• **GIVEN DATA**

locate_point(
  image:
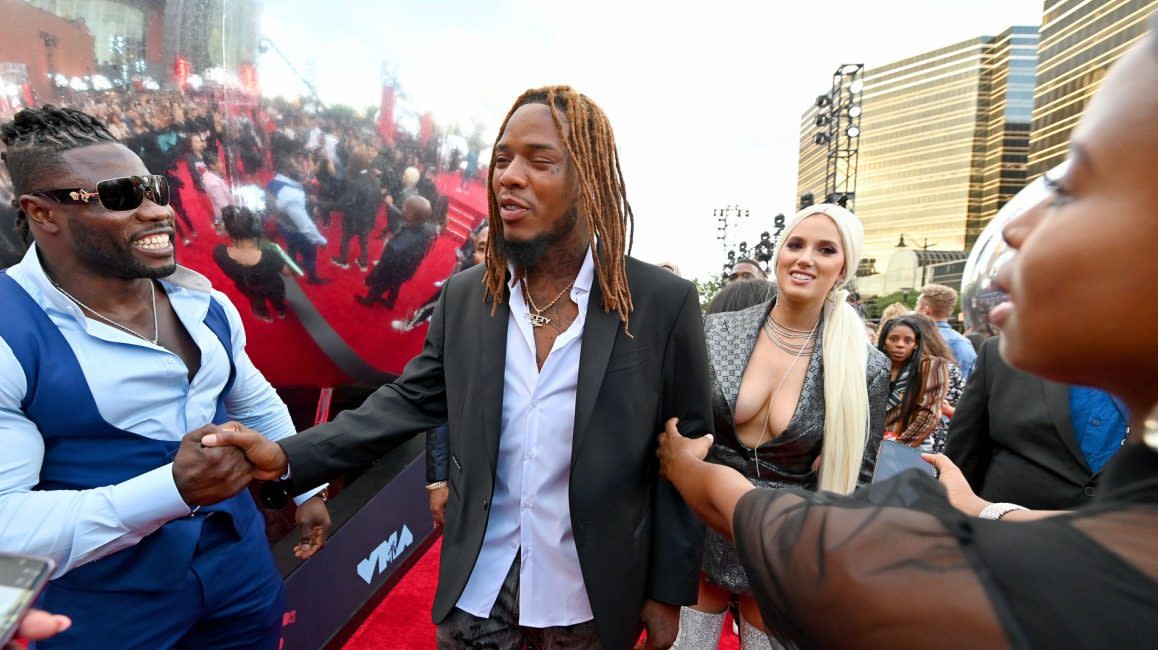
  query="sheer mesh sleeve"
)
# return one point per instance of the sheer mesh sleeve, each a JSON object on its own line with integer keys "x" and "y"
{"x": 865, "y": 570}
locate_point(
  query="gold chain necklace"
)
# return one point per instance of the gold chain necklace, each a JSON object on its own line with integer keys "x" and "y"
{"x": 537, "y": 319}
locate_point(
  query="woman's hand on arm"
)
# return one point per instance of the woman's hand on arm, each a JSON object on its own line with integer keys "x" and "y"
{"x": 962, "y": 497}
{"x": 711, "y": 490}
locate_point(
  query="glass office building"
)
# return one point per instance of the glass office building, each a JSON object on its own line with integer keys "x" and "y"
{"x": 1079, "y": 41}
{"x": 943, "y": 144}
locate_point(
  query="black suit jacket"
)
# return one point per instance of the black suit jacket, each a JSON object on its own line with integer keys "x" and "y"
{"x": 636, "y": 538}
{"x": 1012, "y": 437}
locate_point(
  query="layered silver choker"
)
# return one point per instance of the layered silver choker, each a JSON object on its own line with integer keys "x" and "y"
{"x": 791, "y": 341}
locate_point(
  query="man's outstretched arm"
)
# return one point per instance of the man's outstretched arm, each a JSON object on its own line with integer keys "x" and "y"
{"x": 413, "y": 403}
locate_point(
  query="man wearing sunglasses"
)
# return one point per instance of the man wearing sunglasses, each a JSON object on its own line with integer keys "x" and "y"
{"x": 114, "y": 363}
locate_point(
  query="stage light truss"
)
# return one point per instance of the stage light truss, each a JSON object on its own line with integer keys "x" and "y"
{"x": 838, "y": 131}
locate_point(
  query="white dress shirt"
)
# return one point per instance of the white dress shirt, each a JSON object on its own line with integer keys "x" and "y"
{"x": 530, "y": 509}
{"x": 138, "y": 387}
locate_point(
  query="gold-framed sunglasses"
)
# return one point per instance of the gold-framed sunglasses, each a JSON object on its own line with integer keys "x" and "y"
{"x": 116, "y": 195}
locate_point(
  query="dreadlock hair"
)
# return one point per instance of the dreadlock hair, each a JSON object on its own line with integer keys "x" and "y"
{"x": 35, "y": 139}
{"x": 602, "y": 194}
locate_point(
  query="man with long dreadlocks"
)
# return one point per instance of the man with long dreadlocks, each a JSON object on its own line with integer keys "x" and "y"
{"x": 109, "y": 353}
{"x": 555, "y": 363}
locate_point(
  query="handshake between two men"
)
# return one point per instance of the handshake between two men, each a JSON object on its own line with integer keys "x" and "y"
{"x": 215, "y": 462}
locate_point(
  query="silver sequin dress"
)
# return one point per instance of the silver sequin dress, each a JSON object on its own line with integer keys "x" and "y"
{"x": 786, "y": 460}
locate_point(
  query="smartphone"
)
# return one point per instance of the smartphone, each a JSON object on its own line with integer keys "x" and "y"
{"x": 894, "y": 458}
{"x": 22, "y": 577}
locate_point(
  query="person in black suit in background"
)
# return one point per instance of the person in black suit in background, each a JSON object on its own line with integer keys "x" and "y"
{"x": 554, "y": 362}
{"x": 1023, "y": 439}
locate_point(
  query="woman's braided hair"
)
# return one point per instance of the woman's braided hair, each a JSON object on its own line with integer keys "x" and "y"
{"x": 35, "y": 139}
{"x": 602, "y": 195}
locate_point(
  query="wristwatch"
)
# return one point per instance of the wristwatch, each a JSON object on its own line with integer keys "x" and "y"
{"x": 997, "y": 510}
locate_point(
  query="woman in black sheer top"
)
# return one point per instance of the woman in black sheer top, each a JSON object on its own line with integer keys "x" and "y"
{"x": 898, "y": 565}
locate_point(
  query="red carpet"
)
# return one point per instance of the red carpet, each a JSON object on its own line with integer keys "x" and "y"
{"x": 283, "y": 350}
{"x": 403, "y": 621}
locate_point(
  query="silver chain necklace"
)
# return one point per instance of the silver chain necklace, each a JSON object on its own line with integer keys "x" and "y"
{"x": 156, "y": 330}
{"x": 768, "y": 411}
{"x": 788, "y": 338}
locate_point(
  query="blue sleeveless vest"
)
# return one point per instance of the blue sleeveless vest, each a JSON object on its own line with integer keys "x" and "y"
{"x": 82, "y": 451}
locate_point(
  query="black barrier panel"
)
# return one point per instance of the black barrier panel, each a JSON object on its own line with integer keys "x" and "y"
{"x": 328, "y": 590}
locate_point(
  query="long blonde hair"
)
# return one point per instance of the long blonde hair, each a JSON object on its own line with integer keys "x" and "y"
{"x": 845, "y": 355}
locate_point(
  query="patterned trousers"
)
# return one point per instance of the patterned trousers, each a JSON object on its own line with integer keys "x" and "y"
{"x": 462, "y": 630}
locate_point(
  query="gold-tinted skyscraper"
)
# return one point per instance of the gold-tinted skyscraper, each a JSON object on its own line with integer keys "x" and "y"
{"x": 943, "y": 144}
{"x": 1079, "y": 41}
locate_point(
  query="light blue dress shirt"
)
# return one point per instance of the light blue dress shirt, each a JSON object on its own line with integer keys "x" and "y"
{"x": 530, "y": 508}
{"x": 138, "y": 387}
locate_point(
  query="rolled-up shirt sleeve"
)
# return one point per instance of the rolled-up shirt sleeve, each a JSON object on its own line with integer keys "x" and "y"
{"x": 72, "y": 527}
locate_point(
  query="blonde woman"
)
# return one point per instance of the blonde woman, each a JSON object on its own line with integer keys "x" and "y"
{"x": 896, "y": 565}
{"x": 799, "y": 397}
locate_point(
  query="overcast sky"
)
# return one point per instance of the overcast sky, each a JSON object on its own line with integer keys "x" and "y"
{"x": 705, "y": 97}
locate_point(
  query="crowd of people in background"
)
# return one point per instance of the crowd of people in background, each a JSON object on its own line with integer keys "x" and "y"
{"x": 309, "y": 166}
{"x": 784, "y": 403}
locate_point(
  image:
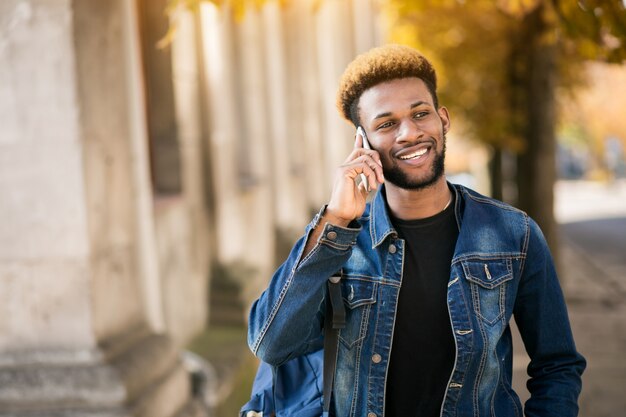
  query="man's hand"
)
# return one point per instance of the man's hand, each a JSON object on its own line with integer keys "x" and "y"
{"x": 348, "y": 198}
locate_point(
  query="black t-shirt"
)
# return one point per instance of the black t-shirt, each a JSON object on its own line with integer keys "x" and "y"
{"x": 422, "y": 354}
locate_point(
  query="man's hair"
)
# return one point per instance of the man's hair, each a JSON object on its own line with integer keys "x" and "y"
{"x": 385, "y": 63}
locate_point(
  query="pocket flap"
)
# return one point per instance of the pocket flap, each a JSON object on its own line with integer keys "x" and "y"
{"x": 488, "y": 274}
{"x": 356, "y": 292}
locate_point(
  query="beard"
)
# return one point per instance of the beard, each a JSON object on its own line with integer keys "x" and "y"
{"x": 399, "y": 178}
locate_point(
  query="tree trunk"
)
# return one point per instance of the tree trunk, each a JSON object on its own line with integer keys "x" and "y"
{"x": 536, "y": 163}
{"x": 495, "y": 174}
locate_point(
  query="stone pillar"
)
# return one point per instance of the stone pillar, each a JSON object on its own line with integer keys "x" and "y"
{"x": 287, "y": 158}
{"x": 255, "y": 154}
{"x": 335, "y": 50}
{"x": 76, "y": 338}
{"x": 304, "y": 90}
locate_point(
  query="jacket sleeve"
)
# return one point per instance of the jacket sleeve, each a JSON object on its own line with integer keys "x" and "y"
{"x": 286, "y": 320}
{"x": 555, "y": 367}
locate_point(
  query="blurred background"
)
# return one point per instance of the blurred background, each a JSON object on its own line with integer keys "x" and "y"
{"x": 159, "y": 158}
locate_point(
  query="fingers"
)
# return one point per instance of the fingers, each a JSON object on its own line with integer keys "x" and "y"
{"x": 366, "y": 167}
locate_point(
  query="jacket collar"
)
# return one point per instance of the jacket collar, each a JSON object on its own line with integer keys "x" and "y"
{"x": 380, "y": 223}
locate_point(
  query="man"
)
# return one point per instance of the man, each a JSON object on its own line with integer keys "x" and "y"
{"x": 432, "y": 272}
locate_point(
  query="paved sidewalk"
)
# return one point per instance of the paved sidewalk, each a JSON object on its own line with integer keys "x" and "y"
{"x": 595, "y": 289}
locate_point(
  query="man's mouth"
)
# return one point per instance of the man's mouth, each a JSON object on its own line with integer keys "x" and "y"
{"x": 415, "y": 154}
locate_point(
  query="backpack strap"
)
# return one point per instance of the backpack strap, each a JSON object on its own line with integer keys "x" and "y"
{"x": 335, "y": 319}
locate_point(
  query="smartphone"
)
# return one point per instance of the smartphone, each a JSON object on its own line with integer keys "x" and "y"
{"x": 366, "y": 145}
{"x": 361, "y": 131}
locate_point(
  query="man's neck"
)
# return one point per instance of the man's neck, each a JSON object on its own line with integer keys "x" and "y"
{"x": 418, "y": 204}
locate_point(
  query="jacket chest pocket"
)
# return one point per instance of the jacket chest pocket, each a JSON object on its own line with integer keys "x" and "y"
{"x": 358, "y": 297}
{"x": 488, "y": 283}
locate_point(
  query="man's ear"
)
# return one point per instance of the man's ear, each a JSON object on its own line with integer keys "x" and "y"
{"x": 445, "y": 119}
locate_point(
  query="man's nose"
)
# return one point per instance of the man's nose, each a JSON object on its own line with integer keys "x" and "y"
{"x": 409, "y": 132}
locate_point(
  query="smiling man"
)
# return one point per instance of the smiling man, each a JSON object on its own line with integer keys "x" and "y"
{"x": 432, "y": 272}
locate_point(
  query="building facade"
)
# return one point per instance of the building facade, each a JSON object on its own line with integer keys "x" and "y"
{"x": 128, "y": 171}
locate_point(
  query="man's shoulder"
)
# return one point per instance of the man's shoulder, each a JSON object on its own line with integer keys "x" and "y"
{"x": 475, "y": 200}
{"x": 479, "y": 208}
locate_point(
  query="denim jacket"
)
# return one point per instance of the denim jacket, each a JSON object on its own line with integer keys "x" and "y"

• **DIRECTIVE**
Report every line of the rows above that contains the word "collar". Copy each such line in full, in the order it appears.

• **RESULT FOR THIS TASK**
  query="jacket collar"
# return one point per instance of the jacket collar, each a JSON object on its own line with integer keys "x" and "y"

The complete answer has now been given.